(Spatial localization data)
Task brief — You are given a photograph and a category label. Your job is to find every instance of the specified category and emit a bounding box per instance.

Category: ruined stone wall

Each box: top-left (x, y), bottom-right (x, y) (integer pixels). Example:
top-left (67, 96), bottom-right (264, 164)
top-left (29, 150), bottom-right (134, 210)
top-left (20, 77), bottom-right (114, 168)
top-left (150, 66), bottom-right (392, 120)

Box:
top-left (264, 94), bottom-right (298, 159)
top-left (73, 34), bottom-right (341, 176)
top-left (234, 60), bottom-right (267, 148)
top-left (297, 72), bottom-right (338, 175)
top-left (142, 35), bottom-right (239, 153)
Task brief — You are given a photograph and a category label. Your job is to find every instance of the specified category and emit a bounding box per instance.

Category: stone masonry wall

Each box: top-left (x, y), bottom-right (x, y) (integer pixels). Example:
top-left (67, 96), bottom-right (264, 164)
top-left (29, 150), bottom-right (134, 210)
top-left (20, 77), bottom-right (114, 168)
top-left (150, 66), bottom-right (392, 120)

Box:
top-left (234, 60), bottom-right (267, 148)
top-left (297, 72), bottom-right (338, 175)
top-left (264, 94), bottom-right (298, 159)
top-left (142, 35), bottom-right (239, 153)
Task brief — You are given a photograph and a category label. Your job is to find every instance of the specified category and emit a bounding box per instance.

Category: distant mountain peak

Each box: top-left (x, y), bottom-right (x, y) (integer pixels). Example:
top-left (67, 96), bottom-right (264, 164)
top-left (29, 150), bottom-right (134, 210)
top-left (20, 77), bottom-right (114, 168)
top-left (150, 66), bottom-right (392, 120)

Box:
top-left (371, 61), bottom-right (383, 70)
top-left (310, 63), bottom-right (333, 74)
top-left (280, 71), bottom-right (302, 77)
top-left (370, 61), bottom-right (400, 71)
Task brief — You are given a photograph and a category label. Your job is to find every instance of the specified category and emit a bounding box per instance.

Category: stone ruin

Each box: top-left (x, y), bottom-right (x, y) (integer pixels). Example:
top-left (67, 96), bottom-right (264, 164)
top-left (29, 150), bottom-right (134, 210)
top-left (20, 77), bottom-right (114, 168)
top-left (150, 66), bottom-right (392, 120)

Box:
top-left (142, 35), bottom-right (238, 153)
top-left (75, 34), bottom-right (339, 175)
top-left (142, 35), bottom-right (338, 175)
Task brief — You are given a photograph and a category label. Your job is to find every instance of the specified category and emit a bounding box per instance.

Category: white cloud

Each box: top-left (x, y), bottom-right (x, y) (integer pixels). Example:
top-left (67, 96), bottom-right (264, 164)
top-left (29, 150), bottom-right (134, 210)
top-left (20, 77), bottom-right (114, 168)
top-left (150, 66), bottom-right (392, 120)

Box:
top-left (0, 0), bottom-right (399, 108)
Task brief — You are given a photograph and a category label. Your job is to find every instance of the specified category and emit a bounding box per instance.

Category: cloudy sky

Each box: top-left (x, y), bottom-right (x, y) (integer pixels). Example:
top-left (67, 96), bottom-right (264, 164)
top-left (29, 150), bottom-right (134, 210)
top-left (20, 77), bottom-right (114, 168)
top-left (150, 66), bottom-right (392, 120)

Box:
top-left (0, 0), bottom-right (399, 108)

**WHAT IS BEING ASKED**
Across the records above, show each line containing the word "wall".

**RESULT OF THE TASK**
Category: ruined stone wall
Category: stone masonry wall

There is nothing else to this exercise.